Stated problem:
Return the lines below exactly, starting with the line that contains "of the parked" and stopping after the last line.

(Location labeling records)
━━━━━━━━━━
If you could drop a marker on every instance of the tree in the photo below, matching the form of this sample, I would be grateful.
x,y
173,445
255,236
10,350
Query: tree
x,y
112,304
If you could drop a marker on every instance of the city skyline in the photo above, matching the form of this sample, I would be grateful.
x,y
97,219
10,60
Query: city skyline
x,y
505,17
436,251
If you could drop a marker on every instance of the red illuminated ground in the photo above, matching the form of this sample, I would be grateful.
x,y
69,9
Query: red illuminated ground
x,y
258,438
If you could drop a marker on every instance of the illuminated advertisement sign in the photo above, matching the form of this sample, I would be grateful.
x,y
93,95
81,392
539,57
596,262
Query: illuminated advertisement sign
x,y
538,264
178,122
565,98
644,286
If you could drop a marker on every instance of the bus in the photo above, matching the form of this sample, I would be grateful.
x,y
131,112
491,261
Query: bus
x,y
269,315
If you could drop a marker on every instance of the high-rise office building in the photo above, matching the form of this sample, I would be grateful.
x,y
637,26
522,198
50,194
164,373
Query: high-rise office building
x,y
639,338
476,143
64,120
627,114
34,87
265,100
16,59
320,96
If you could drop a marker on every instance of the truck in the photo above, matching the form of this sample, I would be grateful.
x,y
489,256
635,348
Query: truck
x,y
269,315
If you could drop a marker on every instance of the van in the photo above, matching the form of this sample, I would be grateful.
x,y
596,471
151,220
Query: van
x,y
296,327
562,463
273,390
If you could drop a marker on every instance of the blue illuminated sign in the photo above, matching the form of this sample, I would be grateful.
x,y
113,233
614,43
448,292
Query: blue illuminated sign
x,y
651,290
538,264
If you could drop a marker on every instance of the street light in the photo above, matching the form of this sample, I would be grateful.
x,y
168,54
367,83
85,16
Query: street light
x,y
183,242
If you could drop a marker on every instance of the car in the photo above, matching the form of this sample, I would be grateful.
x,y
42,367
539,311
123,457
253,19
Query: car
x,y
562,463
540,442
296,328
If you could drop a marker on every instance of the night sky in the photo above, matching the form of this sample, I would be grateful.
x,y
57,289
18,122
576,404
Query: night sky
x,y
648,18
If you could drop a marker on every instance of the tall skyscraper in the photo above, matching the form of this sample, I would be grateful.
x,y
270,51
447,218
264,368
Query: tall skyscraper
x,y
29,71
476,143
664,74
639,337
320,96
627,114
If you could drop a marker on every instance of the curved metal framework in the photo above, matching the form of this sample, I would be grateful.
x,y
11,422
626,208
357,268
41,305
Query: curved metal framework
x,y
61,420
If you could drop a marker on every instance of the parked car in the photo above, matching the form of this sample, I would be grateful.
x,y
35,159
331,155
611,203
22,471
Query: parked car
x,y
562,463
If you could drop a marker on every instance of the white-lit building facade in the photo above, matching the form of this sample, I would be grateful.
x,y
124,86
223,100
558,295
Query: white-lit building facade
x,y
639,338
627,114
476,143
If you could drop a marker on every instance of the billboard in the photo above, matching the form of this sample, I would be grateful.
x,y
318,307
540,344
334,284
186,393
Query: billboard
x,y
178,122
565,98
━━━━━━━━━━
Response to this task:
If you could drop a marker on every instance of the parked car in the photo above, matching the form of this sample, I would be grateful.
x,y
35,159
331,155
611,203
22,471
Query: parked car
x,y
562,463
If you could drop a marker on every instance of the white-lit building facade in the photo above, matching the form of this sample, I would be grateful.
x,y
124,86
223,100
558,295
Query: white-lit building facade
x,y
639,338
627,114
476,143
If you could drop a marker on every instance of the billboard in the photo above, matching the form of this sample, I would be grateful.
x,y
318,307
540,344
334,284
186,393
Query: billboard
x,y
178,122
565,98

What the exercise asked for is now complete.